Restate word for word every entry that appears below, skipping its pictures.
(Entries shown Opens)
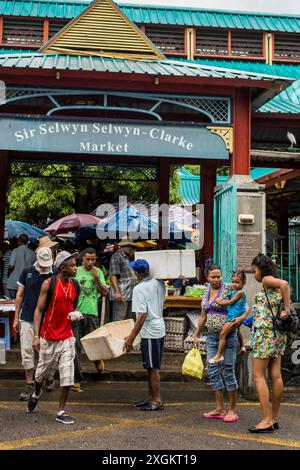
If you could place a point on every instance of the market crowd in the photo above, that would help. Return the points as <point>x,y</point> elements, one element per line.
<point>58,293</point>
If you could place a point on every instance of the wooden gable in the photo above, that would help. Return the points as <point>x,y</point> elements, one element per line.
<point>102,29</point>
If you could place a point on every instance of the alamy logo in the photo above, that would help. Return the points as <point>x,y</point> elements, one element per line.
<point>2,92</point>
<point>296,354</point>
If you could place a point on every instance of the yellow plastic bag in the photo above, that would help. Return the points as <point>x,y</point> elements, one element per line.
<point>192,364</point>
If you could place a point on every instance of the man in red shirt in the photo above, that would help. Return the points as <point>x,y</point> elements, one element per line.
<point>54,340</point>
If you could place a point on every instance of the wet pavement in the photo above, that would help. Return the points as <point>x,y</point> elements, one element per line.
<point>119,425</point>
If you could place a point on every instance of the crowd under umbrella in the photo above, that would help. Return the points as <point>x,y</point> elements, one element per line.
<point>71,223</point>
<point>15,228</point>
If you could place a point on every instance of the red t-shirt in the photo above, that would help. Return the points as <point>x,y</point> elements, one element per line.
<point>56,325</point>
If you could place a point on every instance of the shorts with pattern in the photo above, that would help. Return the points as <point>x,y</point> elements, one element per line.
<point>266,343</point>
<point>56,355</point>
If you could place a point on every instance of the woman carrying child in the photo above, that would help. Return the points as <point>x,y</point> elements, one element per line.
<point>268,345</point>
<point>237,306</point>
<point>221,376</point>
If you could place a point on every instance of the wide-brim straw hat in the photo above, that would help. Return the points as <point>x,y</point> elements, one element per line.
<point>126,242</point>
<point>46,242</point>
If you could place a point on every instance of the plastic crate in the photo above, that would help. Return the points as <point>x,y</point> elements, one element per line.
<point>175,325</point>
<point>174,342</point>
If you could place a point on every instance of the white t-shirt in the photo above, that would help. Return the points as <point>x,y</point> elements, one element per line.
<point>21,258</point>
<point>148,297</point>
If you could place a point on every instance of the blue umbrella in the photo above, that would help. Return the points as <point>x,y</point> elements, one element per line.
<point>130,219</point>
<point>15,228</point>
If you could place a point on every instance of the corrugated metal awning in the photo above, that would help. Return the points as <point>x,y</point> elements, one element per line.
<point>68,9</point>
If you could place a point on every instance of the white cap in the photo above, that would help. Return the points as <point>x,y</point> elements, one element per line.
<point>44,257</point>
<point>62,256</point>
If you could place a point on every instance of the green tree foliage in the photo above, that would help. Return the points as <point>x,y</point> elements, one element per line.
<point>31,199</point>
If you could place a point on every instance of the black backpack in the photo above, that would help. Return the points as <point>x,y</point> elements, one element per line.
<point>51,292</point>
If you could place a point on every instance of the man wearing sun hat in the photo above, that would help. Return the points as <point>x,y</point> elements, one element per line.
<point>147,303</point>
<point>122,280</point>
<point>29,286</point>
<point>46,242</point>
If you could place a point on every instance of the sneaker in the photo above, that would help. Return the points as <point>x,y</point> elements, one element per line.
<point>64,419</point>
<point>99,366</point>
<point>24,396</point>
<point>32,404</point>
<point>50,385</point>
<point>153,407</point>
<point>76,387</point>
<point>243,350</point>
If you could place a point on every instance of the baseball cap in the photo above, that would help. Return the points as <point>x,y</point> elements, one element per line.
<point>140,266</point>
<point>44,257</point>
<point>62,256</point>
<point>126,241</point>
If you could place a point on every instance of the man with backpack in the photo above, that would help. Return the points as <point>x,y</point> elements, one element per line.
<point>53,336</point>
<point>29,286</point>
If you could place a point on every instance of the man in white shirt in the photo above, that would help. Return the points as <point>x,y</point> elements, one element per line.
<point>147,303</point>
<point>20,258</point>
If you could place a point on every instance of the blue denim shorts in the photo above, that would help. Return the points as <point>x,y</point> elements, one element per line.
<point>222,374</point>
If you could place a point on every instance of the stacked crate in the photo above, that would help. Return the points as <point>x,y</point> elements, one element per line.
<point>175,333</point>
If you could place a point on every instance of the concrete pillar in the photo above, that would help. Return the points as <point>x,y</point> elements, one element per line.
<point>4,168</point>
<point>208,182</point>
<point>283,223</point>
<point>164,194</point>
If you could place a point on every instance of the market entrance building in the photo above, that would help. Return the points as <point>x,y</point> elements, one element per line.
<point>99,91</point>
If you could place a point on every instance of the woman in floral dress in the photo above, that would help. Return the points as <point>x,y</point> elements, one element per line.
<point>221,375</point>
<point>268,345</point>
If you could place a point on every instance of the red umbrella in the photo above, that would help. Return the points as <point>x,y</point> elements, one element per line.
<point>71,223</point>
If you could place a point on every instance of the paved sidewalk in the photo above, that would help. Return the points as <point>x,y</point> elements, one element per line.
<point>121,426</point>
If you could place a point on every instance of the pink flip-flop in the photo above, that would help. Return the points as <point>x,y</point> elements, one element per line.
<point>207,416</point>
<point>231,419</point>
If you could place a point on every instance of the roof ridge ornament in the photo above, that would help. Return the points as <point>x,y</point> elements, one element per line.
<point>103,30</point>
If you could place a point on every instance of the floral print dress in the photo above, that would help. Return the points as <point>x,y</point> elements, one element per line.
<point>265,341</point>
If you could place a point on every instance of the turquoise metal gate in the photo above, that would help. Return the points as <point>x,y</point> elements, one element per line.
<point>225,229</point>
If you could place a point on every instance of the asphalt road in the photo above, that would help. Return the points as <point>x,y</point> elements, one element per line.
<point>120,426</point>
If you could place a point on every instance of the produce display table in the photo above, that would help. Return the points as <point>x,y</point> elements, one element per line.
<point>7,310</point>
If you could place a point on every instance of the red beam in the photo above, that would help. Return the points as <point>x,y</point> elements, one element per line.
<point>278,176</point>
<point>92,79</point>
<point>277,120</point>
<point>240,159</point>
<point>275,163</point>
<point>208,182</point>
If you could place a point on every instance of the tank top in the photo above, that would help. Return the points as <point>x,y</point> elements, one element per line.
<point>238,309</point>
<point>56,325</point>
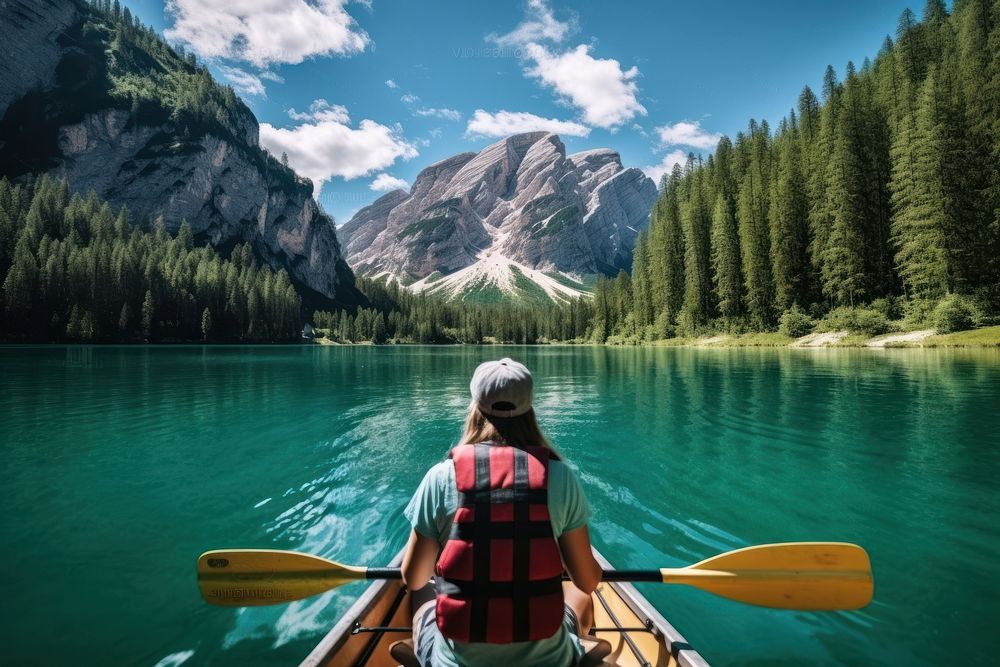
(Entries shown Closes)
■ **Exercise answer**:
If you could place a point on every instance of the market crowd in the photo above, that would help. Return the points as <point>x,y</point> elements, one element per line.
<point>58,293</point>
If you could place a point on every instance of the wooden gable in the photo above, that would help. Return the points as <point>x,y</point> elements, one element per line.
<point>102,29</point>
If you could place a point on every instance of the alamy logo in the photo above, that would help. Return the points as <point>x,y</point> elements, one element per line.
<point>2,92</point>
<point>296,354</point>
If you could place a point on every instance of the yellow plastic bag in the photo above, that would help. Return the points as <point>x,y</point> elements, one element per line.
<point>192,364</point>
If you could place a point on every instance of the man in red shirt in the photo above, that would help. Return the points as <point>x,y</point> elements, one element per line.
<point>54,340</point>
If you could place a point on every instance of the wet pavement in the photo above, that would help. Return the points as <point>x,y</point> elements, one element per line.
<point>119,425</point>
If you could place a point on every instance of the crowd under umbrella in the photo above, that would help. Return the points as <point>x,y</point> elements, one element per line.
<point>71,223</point>
<point>15,228</point>
If you could place a point on every instance of the red t-shirt in the photo above, that would help. Return the points as <point>x,y</point> elements, one element per line.
<point>56,325</point>
If you could place a point on every instance of the shorts with pattern in the photo above, that would help. Return the points as <point>x,y</point> elements, one element per line.
<point>266,343</point>
<point>56,355</point>
If you could place a point on every instance of the woman carrying child in the photo above, that would help. Return the points as <point>x,y</point> elements, one element per line.
<point>268,345</point>
<point>237,306</point>
<point>221,376</point>
If you could place a point on every instance of the wide-brim straw hat in the photo above, that would help. Return the points as <point>x,y</point> elements, one element per line.
<point>126,242</point>
<point>46,242</point>
If you could place a point on every instance of the plastic crate in the photo above, that would help. Return the points as <point>x,y</point> elements, one element per line.
<point>175,325</point>
<point>174,342</point>
If you could place a point on every instance of the white t-shirt in the photo above, that would help. Return the points as <point>x,y</point> elements, one element per line.
<point>21,258</point>
<point>148,297</point>
If you could place a point on every instance of the blue umbrella in the photo above, that would help. Return the points as <point>x,y</point> elements, one element per line.
<point>130,219</point>
<point>15,228</point>
If you could place a point on every instance of the corrugated metal awning in the photo above, that would help. Return the points as <point>x,y</point> elements, one element per line.
<point>68,9</point>
If you could place a point on every instance of the white cap in the photo above, that would help. Return the points as <point>x,y</point> elements, one element per line.
<point>44,257</point>
<point>62,256</point>
If you could place a point on every instance of the green tree foliage in the photo above, that would help. Return the points as <point>x,y</point> elements, one element per line.
<point>31,199</point>
If you could place a point on every instance of the black backpack in the photo above, that would help. Return the points as <point>x,y</point> elements, one element per line.
<point>51,292</point>
If you could place a point on every instance of the man wearing sun hat in the photo above, that would help. Return the points as <point>x,y</point> elements, one element per line.
<point>147,303</point>
<point>122,280</point>
<point>29,286</point>
<point>46,242</point>
If you could place a point on every instance of the sneaker in the photo above, that would help. Return the points as <point>x,y</point> elements, one element per line.
<point>64,419</point>
<point>99,366</point>
<point>24,396</point>
<point>32,404</point>
<point>50,385</point>
<point>153,407</point>
<point>76,387</point>
<point>243,350</point>
If you could place a point on every instance of the baseball cap in the photo above, that would help. Return the points as <point>x,y</point> elements, one element per line.
<point>140,266</point>
<point>44,257</point>
<point>62,256</point>
<point>126,241</point>
If you could place a point on every instance of the man with backpack in the photo above, that would help. Return the points as <point>x,y</point> elements, one element per line.
<point>53,336</point>
<point>29,286</point>
If you could place a point on every instance of the man in white shirt in the photo above, that would help. Return the points as <point>x,y</point> elements, one element per line.
<point>147,303</point>
<point>20,258</point>
If you could place a point on every instance of the blue denim shorts in the photo above, that would help. Return the points as <point>x,y</point> elements, one element per line.
<point>222,374</point>
If you could place a point on every instance of the stacked crate in the photo above, that would help. Return the points as <point>x,y</point> elements, one element per line.
<point>175,333</point>
If you could place a point on every instance of the concrete pillar in the photo above, that would help. Return the points as <point>x,y</point> elements, one element per line.
<point>4,168</point>
<point>208,182</point>
<point>283,223</point>
<point>164,194</point>
If you could place a point on every instance of the market entrance building in the photo above, that would help. Return the points as <point>x,y</point> elements, one element per line.
<point>99,91</point>
If you could place a point on every instance of the woman in floral dress in the photo above, that would help. Return the points as <point>x,y</point> elements, one element per line.
<point>221,375</point>
<point>268,345</point>
If you could place a point on every instance of the red umbrella in the photo above, that would help. Return the points as <point>x,y</point> elements, one element per line.
<point>71,223</point>
If you could place a point on every instance of the paved sidewalk in the photo above, that would help. Return the points as <point>x,y</point> elements, one element per line.
<point>121,426</point>
If you could place a point on every instance of the pink flip-flop in the photo above, that would help. Return the points as <point>x,y</point> elements, one element per line.
<point>207,416</point>
<point>231,419</point>
If you could place a point on every instance of the roof ridge ornament in the photo above, that would help. Return the points as <point>x,y</point> elements, one element per line.
<point>103,30</point>
If you could place a point on every instance of the floral print dress in the photo above, that would help. Return the points as <point>x,y</point> elements, one element per line.
<point>265,341</point>
If you could place a point on every instance of the turquoise metal gate in the photo above, that would help. Return the points as <point>x,y</point> elements, one element per line.
<point>225,229</point>
If you could place a point on every instance of the asphalt road in the photo above, that would help. Return the points as <point>x,y</point> elements, one element per line.
<point>120,426</point>
If you could place a point on every instance of the produce display table in the photo above, that would help. Return the points as <point>x,y</point> elements, one element per line.
<point>7,310</point>
If you could place a point on every instance of the red beam in the photo above, that would help. Return the points as <point>x,y</point> elements, one element per line.
<point>278,176</point>
<point>92,79</point>
<point>277,120</point>
<point>240,159</point>
<point>275,163</point>
<point>208,182</point>
If you could place a point on every instance of the tank top in the photo above, that would help. Return the points as <point>x,y</point> elements, one element per line.
<point>238,309</point>
<point>56,325</point>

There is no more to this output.